EXERCISE PROMPT >>
Every line holding "white" should be copied from the records below.

Stored records >>

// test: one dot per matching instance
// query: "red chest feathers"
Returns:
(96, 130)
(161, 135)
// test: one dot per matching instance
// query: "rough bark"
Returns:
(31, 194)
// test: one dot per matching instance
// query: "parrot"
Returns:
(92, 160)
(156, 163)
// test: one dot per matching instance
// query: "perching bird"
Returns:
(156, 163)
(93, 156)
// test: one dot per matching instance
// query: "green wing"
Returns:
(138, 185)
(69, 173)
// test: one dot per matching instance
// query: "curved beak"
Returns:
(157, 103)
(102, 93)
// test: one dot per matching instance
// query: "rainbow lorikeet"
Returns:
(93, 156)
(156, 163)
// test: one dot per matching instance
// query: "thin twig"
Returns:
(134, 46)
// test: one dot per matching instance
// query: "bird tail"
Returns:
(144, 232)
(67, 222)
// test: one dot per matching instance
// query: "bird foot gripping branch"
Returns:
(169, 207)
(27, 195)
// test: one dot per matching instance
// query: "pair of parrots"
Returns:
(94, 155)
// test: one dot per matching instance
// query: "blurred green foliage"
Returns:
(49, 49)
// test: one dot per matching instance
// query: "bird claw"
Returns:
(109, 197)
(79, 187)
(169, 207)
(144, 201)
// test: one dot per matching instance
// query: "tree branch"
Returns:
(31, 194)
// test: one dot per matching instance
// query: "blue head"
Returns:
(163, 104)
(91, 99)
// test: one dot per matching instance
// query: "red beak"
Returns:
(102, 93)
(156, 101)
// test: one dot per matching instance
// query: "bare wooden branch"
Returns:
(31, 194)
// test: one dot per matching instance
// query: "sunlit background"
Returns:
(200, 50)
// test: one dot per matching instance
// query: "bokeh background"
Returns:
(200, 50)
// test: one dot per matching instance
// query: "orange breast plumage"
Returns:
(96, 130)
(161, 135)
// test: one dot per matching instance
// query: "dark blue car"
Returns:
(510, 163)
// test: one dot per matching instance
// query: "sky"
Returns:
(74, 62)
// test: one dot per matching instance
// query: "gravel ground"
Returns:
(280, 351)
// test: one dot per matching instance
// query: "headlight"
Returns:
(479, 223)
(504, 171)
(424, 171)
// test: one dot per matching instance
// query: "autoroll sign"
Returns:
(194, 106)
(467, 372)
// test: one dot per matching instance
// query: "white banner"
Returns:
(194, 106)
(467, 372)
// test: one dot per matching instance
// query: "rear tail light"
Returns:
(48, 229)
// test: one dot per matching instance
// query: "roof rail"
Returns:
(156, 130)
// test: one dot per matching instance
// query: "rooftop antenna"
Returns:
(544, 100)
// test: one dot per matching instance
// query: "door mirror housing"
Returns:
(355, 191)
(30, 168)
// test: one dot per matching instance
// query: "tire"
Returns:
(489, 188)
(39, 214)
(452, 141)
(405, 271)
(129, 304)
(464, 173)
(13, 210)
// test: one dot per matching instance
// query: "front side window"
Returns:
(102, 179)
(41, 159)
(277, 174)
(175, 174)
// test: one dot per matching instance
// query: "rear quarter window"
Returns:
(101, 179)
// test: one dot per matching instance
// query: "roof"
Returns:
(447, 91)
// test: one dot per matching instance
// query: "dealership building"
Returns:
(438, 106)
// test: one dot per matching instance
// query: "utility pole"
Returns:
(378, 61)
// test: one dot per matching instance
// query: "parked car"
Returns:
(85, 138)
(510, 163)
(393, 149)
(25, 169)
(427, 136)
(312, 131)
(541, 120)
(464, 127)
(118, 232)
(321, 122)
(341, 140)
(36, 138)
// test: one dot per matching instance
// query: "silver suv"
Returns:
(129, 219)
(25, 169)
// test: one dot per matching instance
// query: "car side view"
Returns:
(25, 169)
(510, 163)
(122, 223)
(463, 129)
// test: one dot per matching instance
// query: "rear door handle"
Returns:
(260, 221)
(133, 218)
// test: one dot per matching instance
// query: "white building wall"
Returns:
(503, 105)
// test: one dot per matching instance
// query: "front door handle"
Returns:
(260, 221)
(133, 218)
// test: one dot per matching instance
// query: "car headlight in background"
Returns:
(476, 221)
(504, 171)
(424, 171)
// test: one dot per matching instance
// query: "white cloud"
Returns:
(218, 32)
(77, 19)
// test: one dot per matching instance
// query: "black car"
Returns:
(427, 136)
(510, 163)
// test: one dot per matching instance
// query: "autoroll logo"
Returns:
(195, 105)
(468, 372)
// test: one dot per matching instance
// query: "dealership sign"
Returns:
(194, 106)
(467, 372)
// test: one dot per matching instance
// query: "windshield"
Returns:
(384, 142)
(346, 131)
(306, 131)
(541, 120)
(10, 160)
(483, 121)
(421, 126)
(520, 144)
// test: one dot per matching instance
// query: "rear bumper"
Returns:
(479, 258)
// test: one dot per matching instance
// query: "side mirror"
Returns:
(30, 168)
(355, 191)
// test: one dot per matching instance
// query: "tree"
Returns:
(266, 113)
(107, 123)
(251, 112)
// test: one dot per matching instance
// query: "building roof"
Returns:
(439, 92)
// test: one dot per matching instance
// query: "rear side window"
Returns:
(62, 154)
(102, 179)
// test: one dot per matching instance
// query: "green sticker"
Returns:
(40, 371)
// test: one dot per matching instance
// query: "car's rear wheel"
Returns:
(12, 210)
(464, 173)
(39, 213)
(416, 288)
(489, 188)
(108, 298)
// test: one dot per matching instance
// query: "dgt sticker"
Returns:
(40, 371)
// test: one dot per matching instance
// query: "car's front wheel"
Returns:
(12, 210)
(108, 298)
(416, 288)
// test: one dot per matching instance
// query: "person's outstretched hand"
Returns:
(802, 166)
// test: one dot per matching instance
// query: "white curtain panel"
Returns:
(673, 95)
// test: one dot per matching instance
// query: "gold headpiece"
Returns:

OUTPUT FOR THIS TASK >>
// query: "white banner"
// query: "white building wall"
// query: "white cloud"
// query: "white curtain panel"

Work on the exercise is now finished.